::: Raw records :::

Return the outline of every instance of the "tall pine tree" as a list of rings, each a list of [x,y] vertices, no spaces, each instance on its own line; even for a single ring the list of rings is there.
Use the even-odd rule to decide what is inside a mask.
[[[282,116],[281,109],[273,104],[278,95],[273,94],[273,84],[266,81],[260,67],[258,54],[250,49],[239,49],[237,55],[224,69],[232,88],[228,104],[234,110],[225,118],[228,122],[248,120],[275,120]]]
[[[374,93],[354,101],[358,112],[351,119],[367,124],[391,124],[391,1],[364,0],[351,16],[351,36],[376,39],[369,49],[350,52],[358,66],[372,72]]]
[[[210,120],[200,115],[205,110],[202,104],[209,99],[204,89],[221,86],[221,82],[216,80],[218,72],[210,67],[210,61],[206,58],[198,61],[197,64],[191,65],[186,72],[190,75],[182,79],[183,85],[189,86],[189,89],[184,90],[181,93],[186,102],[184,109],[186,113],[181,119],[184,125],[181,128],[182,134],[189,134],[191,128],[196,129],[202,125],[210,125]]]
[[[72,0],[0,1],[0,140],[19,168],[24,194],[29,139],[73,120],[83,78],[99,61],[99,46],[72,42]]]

:::

▸ Problem description
Reproduce the whole listing above word for word, with every line unchanged.

▸ Correct answer
Return the outline of every instance of the "tall pine tree" as a list of rings, each a list of [x,y] vertices, no spaces, each instance on its own line; even for a single ring the list of rings is there.
Use the even-odd rule to decide what is inside a mask.
[[[282,116],[281,109],[273,104],[278,95],[273,94],[273,84],[266,81],[260,67],[258,54],[250,49],[239,49],[237,55],[224,69],[232,88],[228,104],[234,110],[225,118],[228,122],[248,120],[275,120]]]
[[[374,93],[354,101],[358,112],[351,119],[367,124],[391,124],[391,1],[364,0],[351,16],[351,36],[376,39],[369,49],[350,52],[358,66],[372,72]]]
[[[210,120],[200,115],[205,110],[202,104],[209,99],[204,89],[221,86],[221,82],[216,80],[218,72],[210,67],[210,61],[206,58],[198,61],[197,64],[191,65],[186,72],[190,75],[182,79],[183,85],[189,86],[189,89],[184,90],[181,93],[186,102],[184,109],[186,113],[181,119],[184,125],[181,128],[182,134],[189,134],[191,128],[196,129],[202,125],[210,125]]]
[[[72,0],[0,1],[0,140],[19,168],[24,194],[29,139],[73,120],[83,78],[99,61],[99,46],[72,42]]]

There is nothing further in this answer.